TASK STATEMENT: Your task is to copy every record exactly.

THE RECORDS:
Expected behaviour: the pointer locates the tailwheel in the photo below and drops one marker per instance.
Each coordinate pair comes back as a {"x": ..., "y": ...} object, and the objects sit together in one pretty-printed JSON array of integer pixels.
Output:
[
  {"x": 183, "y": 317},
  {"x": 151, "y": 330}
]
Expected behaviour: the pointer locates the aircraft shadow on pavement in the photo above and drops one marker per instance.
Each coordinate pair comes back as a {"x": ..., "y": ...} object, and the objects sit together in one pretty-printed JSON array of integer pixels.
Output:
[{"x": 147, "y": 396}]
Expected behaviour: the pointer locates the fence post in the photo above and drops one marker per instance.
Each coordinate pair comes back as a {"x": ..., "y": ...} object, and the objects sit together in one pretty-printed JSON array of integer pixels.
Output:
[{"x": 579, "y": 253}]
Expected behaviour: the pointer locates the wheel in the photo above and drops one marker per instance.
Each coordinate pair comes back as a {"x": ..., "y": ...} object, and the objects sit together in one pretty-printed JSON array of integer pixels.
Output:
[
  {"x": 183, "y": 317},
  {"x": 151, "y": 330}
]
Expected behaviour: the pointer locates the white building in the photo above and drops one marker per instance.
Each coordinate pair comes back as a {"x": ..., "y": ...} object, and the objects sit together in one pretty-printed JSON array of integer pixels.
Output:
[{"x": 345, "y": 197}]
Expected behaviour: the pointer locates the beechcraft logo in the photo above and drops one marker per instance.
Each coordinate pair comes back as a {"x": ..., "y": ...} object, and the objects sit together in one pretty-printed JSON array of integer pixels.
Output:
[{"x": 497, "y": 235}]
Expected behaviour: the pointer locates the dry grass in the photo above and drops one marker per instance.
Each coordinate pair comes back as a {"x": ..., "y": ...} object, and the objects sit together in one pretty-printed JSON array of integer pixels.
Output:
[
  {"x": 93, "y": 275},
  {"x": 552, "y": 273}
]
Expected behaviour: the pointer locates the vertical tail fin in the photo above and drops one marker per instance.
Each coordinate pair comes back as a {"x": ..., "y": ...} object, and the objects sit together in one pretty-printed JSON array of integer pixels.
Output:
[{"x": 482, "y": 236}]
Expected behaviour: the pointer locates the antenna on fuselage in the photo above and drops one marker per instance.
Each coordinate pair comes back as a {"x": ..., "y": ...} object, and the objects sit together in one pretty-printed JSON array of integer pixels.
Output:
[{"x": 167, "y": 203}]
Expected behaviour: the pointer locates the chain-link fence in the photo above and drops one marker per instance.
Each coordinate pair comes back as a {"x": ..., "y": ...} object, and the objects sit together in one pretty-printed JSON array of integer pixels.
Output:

CORRECT RESULT:
Expected behaviour: the pointer locates the tailwheel in the photo below and drops one marker per instance.
Each coordinate pair comes back as a {"x": ..., "y": ...} object, and the objects sit together in one pretty-printed JSON array of integer pixels.
Output:
[
  {"x": 183, "y": 317},
  {"x": 151, "y": 330}
]
Expected behaviour: the pointer locates the aircraft shadow on pavement in the photo above and drops one marker per instance.
Each coordinate pair comes back as a {"x": ..., "y": ...} object, and the objects sit together in one pretty-printed JSON array of integer pixels.
Output:
[{"x": 147, "y": 396}]
Expected behaviour: the pointer locates the fence post in the photo above and drops one marker per instance.
Each coordinate pair comes back as a {"x": ..., "y": ...} object, and the objects sit together in one pretty-printed JSON array of integer pixels.
Output:
[{"x": 579, "y": 253}]
Expected behaviour: the pointer locates the wheel in the photo above and drops one marker per instance.
Each coordinate pair comes back as a {"x": ..., "y": ...} object, and the objects sit together in one pretty-printed JSON array of integer pixels.
Output:
[
  {"x": 183, "y": 317},
  {"x": 151, "y": 330}
]
Expected behaviour: the pointer locates the white building in the photo above and drops one marker per instance.
Each coordinate pair comes back as a {"x": ..., "y": ...} object, and the objects sit together in one pretty-printed JSON array of integer pixels.
Output:
[{"x": 345, "y": 197}]
Expected behaviour: the pointer locates the beechcraft logo in the photo above and drops one marker per instance.
Each coordinate pair comes back as a {"x": ..., "y": ...} object, and the objects sit together in one pretty-printed JSON array of integer pixels.
Output:
[{"x": 497, "y": 235}]
Expected behaviour: the pointer locates the dry grass in the photo above and drops one marker per instance.
Each coordinate pair comes back as a {"x": ..., "y": ...} object, and the objects sit together in one pretty-printed JSON array of integer pixels.
Output:
[
  {"x": 93, "y": 275},
  {"x": 552, "y": 273}
]
Expected behaviour: the pointer locates the vertical tail fin in the photo above and drops one marker per instance.
Each coordinate pair comes back as a {"x": ..., "y": ...} object, and the objects sit together in one pretty-printed JSON array of integer pixels.
Output:
[{"x": 482, "y": 236}]
Expected behaviour: the pointer locates the antenna on fuselage in the photo above and drops one marker per instance.
Each coordinate pair comes back as a {"x": ..., "y": ...} object, and the objects sit together in one pretty-printed JSON array of integer pixels.
Output:
[{"x": 167, "y": 203}]
Expected behaviour: the pointer locates the chain-link fence in the photo above and drops one marker per instance.
Each coordinate pair comes back as a {"x": ..., "y": ...} object, and the objects sit together in one pretty-printed JSON array of integer pixels.
Output:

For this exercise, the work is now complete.